» EXCERPT PROVIDED
----
In In re Morris’ Estate, 56 Cal. App. (2d) 715, 725, 133 P. (2d) 452, the California court said:
“The most important duty devolving upon a court in the construction of a written instrument, whether the same be a constitution, statute or a contract, is to discover the true meaning of the instrument and to glean therefrom the purposes and objects of the same.”
In State ex rel. Linn v. Superior Court, 20 Wn. (2d) 138, 146 P. (2d) 543, this court stated:
“Constitutions are designed to endure through the years, and constitutional provisions should be interpreted to meet and cover changing conditions of social and economic life.”
In the Linn case, supra, we cited and quoted with approval from In re Opinion of the Justices, 291 Mass. 572, 196 N. E. 260, as follows:
“ ‘The Constitution of the Commonwealth was designed to be an enduring instrument so comprehensive and fundamental in its terms that a free, intelligent and virtuous people may govern themselves under its beneficent provisions through vast changes in social and industrial conditions. In construing its regulations regard must be had to their spirit and purpose as well as to their letter. The great and underlying principles announced by the Constitution *725and its Amendments must be kept in mind as well as possible narrow interpretations of particular phrases.’ ” (Italics ours.)
In State ex rel. Chamberlin v. Daniel, 17 Wash. 111, 115, 49 Pac. 243, the court quoted with approval from Sutherland on Statutory Construction, § 239, as follows:
“ ‘The practical inquiry is usually what a particular provision, clause or word means. To answer it one must proceed as he would with any other composition—construe it with reference to the leading idea or purpose of the whole instrument. The whole and every part must be considered. The general intent should be kept in view in determining the scope and meaning of any part. This survey and comparison are necessary to ascertain the purpose of the act and to make all the parts harmonious. They are to be brought into accord, if practicable, and thus, if possible, give a sensible and intelligible effect to each in furtherance of the general design. A statute should be so construed as a whole, and its several parts, as most reasonably to accomplish the legislative purpose. If practicable, effect must be given to all the language employed, and inconsistent expressions are to be harmonized to reach the real intent of the legislature.’ ” (Italics ours.)
----
» WRITTEN TASKS
- 1) Answer these questions about the passage on interpreting laws, one line each:
(a) In the Linn case, what did the court say constitutions are designed to do?
(b) Which Massachusetts decision did the Linn case quote with approval?
(c) What work did the court in State ex rel. Chamberlin v. Daniel quote?
- 2) Write the next part of the passage on interpreting laws, picking up after its final sentence.
The listing that comes next has nothing to do with the passage on interpreting laws.

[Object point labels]
----
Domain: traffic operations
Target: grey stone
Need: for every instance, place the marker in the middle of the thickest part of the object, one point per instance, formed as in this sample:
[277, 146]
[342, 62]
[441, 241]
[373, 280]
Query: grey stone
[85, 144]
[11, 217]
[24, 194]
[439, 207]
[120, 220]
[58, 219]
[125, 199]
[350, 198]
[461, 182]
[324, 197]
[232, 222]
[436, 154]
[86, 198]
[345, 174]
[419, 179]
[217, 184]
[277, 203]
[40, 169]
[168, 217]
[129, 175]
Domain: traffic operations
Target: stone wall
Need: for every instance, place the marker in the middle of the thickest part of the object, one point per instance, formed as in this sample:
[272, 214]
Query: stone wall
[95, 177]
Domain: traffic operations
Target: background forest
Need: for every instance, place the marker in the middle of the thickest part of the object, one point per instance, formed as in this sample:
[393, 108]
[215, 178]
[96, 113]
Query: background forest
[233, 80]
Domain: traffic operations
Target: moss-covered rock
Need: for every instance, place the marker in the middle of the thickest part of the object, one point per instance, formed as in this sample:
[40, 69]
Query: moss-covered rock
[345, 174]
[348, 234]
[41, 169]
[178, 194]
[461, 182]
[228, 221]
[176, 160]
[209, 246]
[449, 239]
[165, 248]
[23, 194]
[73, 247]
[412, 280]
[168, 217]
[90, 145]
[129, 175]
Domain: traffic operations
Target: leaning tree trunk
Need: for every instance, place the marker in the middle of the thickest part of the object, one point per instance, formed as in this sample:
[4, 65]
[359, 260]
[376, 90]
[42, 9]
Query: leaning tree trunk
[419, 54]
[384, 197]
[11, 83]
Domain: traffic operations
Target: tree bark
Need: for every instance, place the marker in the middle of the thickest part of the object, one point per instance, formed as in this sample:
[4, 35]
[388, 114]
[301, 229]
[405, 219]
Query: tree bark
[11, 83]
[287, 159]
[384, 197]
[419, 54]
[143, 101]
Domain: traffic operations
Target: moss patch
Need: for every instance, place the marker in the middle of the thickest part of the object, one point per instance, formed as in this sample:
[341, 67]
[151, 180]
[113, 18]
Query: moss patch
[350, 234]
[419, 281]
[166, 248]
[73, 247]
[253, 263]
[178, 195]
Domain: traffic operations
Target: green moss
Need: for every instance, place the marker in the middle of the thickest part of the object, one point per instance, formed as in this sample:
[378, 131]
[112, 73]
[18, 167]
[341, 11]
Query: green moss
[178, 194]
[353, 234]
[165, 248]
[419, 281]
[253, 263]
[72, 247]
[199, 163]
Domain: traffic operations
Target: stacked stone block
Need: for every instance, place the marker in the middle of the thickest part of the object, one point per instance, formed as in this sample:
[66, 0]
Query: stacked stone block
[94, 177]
----
» TASK RESPONSES
- 1)
(a) To endure through the years.
(b) In re Opinion of the Justices, 291 Mass. 572, 196 N. E. 260.
(c) Sutherland on Statutory Construction, § 239.

- 2)
In the same Chamberlin case, we further said, at p. 116:
“Another rule of interpretation is, that an act must be so construed that every part of the act and every legislative expression will, if possible, be given effect. And still another, that in case a proviso to an act is absolutely inconsistent with the provisions of the principal act and one cannot stand with the other, the proviso must be sacrificed to the life of the principal act. These canons of interpretation are, however, at the most, aids to construction, and after all it becomes the duty of the court to determine, if possible, what the real intention of the lawmakers was.
“There is, however, a principle of construction which applies to statutes, viz.: a principle of strict construction, that does not apply to the construction of constitutions.
“ ‘A constitution,’ says Mr. Endlich in his Interpretation of Statutes, § 526, ‘is “intended for the benefit of the people and must receive a liberal construction.” “The principle of strict construction would frustrate important provisions in every newly constructed frame of government.” Such is the general rule, the key note, as it were, of all interpretation of constitutional provisions, and is in harmony with the principles already discussed.’ ” (Italics ours.)
*726With the fundamental or technical distinction between ambiguous and unambiguous language in mind, and considering the preceding principles regarding the application or interpretation of statutes and constitutional provisions, we come now to a consideration of the meaning of the two small but significant words, daily newspapers, as used in Art. XI, § 10, of the state constitution.
Words are the tools of constitutional and legislative draftsmen. It is a truism that often their meaning is clear or unclear, depending upon context, the manner and method in which the particular words are used. In Towne v. Eisner, 245 U. S. 418, 425, 62 L. Ed. 372, 38 S. Ct. 158 (1917), Mr. Justice Holmes said:
“A word is not a crystal, transparent and unchanged, it is the skin of a living thought and may vary greatly in color and content according to the circumstances and the time in which it is used.”
On the other hand, there are some words or terms of art, the meaning of which may be relatively fixed. As to words of art, there are many examples; for instance, the words, eight cubic feet, or, eight lineal feet. It seems quite apparent to us that, under the circumstances in the case at bar, the words, daily newspaper, are not to be regarded as terms of art.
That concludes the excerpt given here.